• [Questions]
1) Print the passage of the article on Roe v. Wade starting with "Roe v. Wade, a" and going on through "weeks of pregnancy.".
2) According to the article on Roe v. Wade, where did thousands gather in the capital on Saturday?
3) Write the next part of the article on Roe v. Wade, picking up after its final sentence.

--- Supplied text Enclosed Below ---

World
The History and Implications of Roe v. Wade
By Enya Fang | Published May 16, 2022 4:32 p.m. PST
On January 22, 1973, the U.S. Supreme Court ruled abortion as a constitutional right on a 7-2 split. Almost half a century later, that historical decision is in danger of being overturned.
This Saturday, abortion rights supporters appeared at hundreds of marches and rallies to express their outrage at the U.S. Supreme Court after a leaked draft opinion that suggested the court's conservative majority would overturn Roe v. Wade. The mood throughout the country, particularly in the capital where thousands gathered at the Washington Monument under the drizzly rain, was that of anger and defiance; coming days after the Senate failed to muster enough votes to codify Roe v. Wade.
Roe v. Wade, a case brought to attention in 1970 when a pseudonym “Jane Roe” – plaintiff Norma McCorvey (1947–2017) – instituted federal action against the district attorney of Dallas, Henry Wade. Roe asserted that women had an absolute right to terminate pregnancy in any way and at any time - a perception the Supreme Court rejected. The Court then attempted to balance the health of pregnant women and in the potential life of fetuses, claiming after which a state’s interest in the pregnant woman’s health would allow it to regulate abortion at the end of the first trimester of pregnancy. The Court noted the viability too, of a fetus, which occurs at around 24 weeks of pregnancy.

--- End of Enclosed Supplied text ---
--- Data under study Enclosed Below ---

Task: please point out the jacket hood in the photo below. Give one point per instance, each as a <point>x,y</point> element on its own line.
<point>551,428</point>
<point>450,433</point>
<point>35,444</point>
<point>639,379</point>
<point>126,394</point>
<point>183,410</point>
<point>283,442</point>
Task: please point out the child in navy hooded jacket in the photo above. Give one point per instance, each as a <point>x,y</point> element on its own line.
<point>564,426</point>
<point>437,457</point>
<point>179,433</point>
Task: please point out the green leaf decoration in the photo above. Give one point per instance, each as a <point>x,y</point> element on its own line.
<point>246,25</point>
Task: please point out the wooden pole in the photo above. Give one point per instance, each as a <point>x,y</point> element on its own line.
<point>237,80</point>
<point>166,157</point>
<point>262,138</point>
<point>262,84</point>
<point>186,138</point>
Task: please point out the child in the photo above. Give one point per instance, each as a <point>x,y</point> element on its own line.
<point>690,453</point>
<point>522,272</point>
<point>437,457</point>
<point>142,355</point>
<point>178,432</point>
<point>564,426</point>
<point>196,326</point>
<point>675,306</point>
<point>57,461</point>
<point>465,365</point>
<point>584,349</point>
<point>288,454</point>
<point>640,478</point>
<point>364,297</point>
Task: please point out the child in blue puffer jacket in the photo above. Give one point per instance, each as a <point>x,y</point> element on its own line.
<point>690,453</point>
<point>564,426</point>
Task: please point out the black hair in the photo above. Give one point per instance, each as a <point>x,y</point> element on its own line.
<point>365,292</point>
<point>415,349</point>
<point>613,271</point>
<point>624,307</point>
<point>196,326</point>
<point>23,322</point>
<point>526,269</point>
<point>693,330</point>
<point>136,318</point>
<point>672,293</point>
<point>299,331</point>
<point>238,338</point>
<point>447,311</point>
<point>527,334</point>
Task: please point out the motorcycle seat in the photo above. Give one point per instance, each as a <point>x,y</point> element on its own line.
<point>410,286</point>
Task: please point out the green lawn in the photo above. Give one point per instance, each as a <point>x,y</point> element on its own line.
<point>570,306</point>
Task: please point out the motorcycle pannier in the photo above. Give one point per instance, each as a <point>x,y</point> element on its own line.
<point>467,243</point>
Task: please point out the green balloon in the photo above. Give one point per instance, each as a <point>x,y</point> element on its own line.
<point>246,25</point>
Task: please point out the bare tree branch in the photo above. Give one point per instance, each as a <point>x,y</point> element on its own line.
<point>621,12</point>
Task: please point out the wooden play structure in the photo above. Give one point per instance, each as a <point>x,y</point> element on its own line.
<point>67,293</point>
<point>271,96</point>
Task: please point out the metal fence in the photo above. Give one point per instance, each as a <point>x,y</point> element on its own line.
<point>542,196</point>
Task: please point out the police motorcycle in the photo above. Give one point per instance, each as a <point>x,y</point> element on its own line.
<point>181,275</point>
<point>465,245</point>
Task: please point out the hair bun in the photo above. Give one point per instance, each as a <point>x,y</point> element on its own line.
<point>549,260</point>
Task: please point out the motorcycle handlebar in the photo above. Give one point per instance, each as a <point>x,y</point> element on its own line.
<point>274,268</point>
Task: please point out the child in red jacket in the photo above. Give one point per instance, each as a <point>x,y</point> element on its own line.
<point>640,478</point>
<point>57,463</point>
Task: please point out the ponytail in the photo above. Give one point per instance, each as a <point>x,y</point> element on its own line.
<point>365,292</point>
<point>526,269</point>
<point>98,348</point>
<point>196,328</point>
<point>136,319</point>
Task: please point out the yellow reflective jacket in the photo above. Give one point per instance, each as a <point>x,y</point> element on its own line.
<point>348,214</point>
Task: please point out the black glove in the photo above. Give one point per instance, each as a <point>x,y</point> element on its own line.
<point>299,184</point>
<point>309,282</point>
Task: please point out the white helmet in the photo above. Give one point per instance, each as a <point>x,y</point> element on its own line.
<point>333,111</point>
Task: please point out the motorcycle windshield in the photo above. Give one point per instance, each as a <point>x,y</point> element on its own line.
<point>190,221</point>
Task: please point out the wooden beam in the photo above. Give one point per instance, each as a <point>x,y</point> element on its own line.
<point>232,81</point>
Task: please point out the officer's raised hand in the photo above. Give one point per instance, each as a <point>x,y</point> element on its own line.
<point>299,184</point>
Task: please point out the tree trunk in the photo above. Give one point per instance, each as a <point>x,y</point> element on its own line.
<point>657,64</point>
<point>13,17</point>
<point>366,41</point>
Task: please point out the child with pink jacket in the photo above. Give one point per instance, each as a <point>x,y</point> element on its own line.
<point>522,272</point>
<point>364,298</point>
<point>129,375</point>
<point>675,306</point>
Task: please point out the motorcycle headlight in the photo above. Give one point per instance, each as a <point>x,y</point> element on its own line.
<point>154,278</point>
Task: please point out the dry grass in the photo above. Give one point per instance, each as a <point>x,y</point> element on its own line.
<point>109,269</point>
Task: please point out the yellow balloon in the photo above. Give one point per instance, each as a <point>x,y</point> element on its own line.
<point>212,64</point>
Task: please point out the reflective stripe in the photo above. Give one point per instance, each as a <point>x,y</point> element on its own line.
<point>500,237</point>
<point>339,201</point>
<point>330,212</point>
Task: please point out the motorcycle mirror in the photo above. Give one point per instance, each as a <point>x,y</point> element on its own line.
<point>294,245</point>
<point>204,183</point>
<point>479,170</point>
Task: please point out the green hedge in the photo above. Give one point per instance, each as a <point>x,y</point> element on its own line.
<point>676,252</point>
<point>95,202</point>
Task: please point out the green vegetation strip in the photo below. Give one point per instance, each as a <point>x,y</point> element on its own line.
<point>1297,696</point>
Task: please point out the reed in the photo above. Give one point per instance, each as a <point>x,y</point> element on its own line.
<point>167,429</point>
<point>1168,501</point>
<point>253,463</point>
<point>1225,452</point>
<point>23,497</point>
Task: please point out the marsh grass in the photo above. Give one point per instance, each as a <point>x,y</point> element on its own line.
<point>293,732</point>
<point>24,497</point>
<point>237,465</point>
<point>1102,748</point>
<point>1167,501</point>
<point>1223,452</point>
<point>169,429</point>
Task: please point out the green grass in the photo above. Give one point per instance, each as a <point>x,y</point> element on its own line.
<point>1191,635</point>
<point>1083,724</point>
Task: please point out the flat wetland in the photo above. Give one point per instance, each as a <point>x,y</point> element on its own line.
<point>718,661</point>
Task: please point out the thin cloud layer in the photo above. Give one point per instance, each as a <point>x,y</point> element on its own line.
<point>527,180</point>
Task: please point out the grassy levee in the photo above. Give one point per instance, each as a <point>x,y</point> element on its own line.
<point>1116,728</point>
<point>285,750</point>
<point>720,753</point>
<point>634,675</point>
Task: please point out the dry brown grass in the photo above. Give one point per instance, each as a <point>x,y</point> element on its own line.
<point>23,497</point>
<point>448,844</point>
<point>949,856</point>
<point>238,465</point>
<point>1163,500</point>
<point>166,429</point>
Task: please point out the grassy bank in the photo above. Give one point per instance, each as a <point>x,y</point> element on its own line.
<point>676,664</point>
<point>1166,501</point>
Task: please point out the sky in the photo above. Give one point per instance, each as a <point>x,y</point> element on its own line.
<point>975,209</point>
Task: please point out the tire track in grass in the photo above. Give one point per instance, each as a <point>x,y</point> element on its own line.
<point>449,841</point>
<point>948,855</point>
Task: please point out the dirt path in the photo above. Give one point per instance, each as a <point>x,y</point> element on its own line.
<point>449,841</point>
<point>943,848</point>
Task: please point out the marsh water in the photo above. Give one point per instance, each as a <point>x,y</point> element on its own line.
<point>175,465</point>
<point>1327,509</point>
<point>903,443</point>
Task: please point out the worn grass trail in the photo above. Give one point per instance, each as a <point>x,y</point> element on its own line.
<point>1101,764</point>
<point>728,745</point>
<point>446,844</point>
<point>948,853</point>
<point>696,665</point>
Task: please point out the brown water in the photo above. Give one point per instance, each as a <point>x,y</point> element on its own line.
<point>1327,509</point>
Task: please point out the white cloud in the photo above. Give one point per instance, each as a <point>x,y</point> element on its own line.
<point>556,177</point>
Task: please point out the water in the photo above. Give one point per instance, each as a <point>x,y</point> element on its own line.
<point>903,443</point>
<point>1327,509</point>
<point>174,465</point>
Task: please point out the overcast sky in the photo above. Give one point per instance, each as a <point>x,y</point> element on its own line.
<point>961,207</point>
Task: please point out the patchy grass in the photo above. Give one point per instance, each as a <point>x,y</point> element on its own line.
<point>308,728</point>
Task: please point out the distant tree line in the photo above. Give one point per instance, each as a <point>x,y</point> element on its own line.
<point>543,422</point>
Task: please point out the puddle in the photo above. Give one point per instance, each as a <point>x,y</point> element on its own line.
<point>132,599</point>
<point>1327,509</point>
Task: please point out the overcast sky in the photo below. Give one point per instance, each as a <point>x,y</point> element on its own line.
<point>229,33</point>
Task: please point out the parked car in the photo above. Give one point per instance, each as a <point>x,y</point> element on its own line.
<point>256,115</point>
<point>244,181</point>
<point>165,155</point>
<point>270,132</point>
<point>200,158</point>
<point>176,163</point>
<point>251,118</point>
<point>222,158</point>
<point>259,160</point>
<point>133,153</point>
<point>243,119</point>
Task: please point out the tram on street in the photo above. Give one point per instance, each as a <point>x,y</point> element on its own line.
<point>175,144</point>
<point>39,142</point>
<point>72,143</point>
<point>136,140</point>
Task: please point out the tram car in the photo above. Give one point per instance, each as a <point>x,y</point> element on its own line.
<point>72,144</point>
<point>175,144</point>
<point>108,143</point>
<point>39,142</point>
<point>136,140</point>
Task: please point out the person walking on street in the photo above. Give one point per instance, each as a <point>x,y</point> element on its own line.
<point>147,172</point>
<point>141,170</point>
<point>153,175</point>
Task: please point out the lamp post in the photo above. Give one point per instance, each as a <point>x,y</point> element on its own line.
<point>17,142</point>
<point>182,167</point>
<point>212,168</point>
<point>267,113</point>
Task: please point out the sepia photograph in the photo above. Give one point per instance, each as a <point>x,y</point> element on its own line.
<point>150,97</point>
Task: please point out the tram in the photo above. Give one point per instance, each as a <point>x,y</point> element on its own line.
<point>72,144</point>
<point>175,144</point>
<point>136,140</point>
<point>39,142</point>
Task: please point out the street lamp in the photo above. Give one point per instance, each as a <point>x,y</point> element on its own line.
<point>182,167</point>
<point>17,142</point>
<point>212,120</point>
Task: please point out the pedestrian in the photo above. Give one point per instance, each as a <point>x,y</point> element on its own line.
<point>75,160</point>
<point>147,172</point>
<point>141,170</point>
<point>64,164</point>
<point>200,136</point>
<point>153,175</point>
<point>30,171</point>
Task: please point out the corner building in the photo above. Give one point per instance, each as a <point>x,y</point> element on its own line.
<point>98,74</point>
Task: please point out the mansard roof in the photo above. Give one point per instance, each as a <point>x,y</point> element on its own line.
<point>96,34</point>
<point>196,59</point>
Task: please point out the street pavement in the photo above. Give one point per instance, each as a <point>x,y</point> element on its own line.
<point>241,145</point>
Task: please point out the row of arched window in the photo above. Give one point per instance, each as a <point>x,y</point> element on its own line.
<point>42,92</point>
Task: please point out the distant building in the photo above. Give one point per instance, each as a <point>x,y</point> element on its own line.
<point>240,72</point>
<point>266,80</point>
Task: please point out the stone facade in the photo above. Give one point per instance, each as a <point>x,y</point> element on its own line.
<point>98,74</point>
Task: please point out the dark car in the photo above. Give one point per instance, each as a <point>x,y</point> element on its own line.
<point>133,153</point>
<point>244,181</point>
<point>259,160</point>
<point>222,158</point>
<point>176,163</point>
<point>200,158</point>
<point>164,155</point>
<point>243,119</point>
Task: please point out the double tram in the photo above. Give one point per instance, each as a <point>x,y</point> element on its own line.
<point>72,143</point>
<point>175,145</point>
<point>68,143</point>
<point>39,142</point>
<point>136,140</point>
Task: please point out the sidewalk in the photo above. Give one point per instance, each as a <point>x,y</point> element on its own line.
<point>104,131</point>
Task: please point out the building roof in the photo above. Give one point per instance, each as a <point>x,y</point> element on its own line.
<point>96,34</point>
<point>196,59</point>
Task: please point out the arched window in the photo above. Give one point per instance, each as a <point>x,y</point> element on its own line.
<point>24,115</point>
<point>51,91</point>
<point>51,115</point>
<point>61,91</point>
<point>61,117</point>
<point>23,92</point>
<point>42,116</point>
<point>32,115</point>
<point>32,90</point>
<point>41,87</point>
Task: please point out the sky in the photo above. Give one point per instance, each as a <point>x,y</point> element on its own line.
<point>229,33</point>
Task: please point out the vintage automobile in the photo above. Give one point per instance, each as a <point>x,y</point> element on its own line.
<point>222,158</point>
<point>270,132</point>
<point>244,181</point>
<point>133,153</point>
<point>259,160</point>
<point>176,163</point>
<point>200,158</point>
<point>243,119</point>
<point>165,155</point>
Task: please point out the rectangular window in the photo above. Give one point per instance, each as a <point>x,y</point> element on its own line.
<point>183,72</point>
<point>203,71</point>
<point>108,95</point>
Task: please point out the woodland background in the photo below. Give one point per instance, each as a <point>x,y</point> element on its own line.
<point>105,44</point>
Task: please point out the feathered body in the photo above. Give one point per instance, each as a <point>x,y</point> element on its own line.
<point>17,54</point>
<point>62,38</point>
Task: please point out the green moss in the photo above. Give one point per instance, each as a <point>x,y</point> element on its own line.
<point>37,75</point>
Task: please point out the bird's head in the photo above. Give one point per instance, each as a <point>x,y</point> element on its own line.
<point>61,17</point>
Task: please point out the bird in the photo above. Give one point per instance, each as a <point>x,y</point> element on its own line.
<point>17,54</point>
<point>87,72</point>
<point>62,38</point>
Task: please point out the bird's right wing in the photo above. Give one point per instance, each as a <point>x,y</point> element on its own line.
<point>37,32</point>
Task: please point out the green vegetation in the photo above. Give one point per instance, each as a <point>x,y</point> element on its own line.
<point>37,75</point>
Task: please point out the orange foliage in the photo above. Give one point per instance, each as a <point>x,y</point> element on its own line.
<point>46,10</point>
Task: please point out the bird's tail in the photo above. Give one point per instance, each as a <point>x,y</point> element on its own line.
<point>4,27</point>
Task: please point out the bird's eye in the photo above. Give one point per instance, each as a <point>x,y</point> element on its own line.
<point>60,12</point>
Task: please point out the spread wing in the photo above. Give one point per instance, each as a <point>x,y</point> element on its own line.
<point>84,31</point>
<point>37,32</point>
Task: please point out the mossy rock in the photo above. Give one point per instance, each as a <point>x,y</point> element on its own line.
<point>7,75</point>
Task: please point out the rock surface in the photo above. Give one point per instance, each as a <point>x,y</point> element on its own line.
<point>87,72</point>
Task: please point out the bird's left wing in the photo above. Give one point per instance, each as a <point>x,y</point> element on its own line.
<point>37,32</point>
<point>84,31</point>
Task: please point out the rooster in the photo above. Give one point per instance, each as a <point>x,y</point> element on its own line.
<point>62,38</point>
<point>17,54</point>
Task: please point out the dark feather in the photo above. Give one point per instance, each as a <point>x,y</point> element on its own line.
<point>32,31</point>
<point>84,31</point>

--- End of Enclosed Data under study ---

• [Answer set]
1)
Roe v. Wade, a case brought to attention in 1970 when a pseudonym “Jane Roe” – plaintiff Norma McCorvey (1947–2017) – instituted federal action against the district attorney of Dallas, Henry Wade. Roe asserted that women had an absolute right to terminate pregnancy in any way and at any time - a perception the Supreme Court rejected. The Court then attempted to balance the health of pregnant women and in the potential life of fetuses, claiming after which a state’s interest in the pregnant woman’s health would allow it to regulate abortion at the end of the first trimester of pregnancy. The Court noted the viability too, of a fetus, which occurs at around 24 weeks of pregnancy.

2) At the Washington Monument.

3)
In May 2021 the Supreme Court agreed to strike down a Mississippi state law, adopted in 2018, that banned most abortions after the 15th week of pregnancy, well before the point of fetal viability. Although the law was plainly unconstitutional under Roe v. Wade, Mississippi lawmakers passed the measure in the hope that the conservative majority of justices awaiting in the Supreme Court would be of benefit. The Court agreed to one sole question regarding the case: whether all pre-viability abortions are unconstitutional.
An extraordinary insight to secrecy would be breached one year later, in May 2022, when an apparent draft indicating that the Court had voted to overturn Roe v. Wade was leaked to a political news publication.
The current prediction to the overturning of Roe v. Wade is as follows:
– Abortion would become severly restricted, if not illegal, in around half of all US states.
– Individual states would have the capacity to decide whether to allow abortion, meaning the debate is out of the Court’s control and into the hands of legislators.
– Women seeking abortions could obtain them in other ways (ie. including traveling to a state where abortion is legal, ordering pills online from outside the country). Access, with the overturning of Roe v. Wade, would be severely limited in many states.
Politicized and under the scrutiny of the international audience, abortion remains a contentious issue that, if made illegal, would have devestating repurcussions to every-day Americans. Many may fear a nation-wide replication of Mississippi or worse; a state with only one abortion clinic yet theoretically, still grants access.